Reproduce the data below verbatim, from the line with "[seg] gray smoke" up to and including the line with "Provide the outline of every instance of the gray", and output nothing else.

■ **The input**
■ ■ ■ ■ ■ ■ ■

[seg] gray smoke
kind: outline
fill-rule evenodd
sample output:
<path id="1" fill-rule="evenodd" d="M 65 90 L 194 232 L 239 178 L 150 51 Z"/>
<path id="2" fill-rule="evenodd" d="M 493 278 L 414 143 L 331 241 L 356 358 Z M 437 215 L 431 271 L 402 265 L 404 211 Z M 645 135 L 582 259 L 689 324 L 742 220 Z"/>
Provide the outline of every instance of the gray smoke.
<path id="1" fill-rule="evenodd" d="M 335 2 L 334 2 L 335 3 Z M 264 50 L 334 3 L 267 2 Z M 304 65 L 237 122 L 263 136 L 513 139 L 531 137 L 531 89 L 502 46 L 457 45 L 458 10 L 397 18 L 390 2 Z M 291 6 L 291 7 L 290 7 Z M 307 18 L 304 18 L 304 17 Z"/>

■ ■ ■ ■ ■ ■ ■

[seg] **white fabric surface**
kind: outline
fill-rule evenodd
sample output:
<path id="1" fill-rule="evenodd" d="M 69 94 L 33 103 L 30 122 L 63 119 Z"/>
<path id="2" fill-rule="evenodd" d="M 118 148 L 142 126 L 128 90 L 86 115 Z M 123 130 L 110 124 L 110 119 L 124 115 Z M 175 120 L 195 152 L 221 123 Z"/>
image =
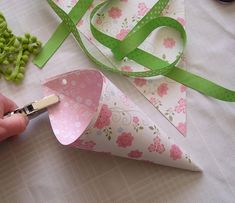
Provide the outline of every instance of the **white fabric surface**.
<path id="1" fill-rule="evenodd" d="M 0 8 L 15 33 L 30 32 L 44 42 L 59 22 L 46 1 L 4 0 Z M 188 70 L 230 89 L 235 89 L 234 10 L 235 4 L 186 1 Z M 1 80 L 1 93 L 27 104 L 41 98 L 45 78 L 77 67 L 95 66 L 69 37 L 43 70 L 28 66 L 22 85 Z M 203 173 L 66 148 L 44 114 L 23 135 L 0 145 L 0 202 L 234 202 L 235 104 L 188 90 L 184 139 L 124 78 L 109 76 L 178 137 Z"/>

■ ■ ■ ■ ■ ■ ■

■ **The completed task**
[seg] gray smoke
kind: outline
fill-rule evenodd
sample output:
<path id="1" fill-rule="evenodd" d="M 65 90 L 194 232 L 239 178 L 150 51 Z"/>
<path id="2" fill-rule="evenodd" d="M 493 278 L 414 143 L 331 241 L 356 358 Z M 437 215 L 431 271 L 402 265 L 404 211 Z M 645 135 L 582 259 L 689 324 L 742 220 Z"/>
Provide the outline of every instance of the gray smoke.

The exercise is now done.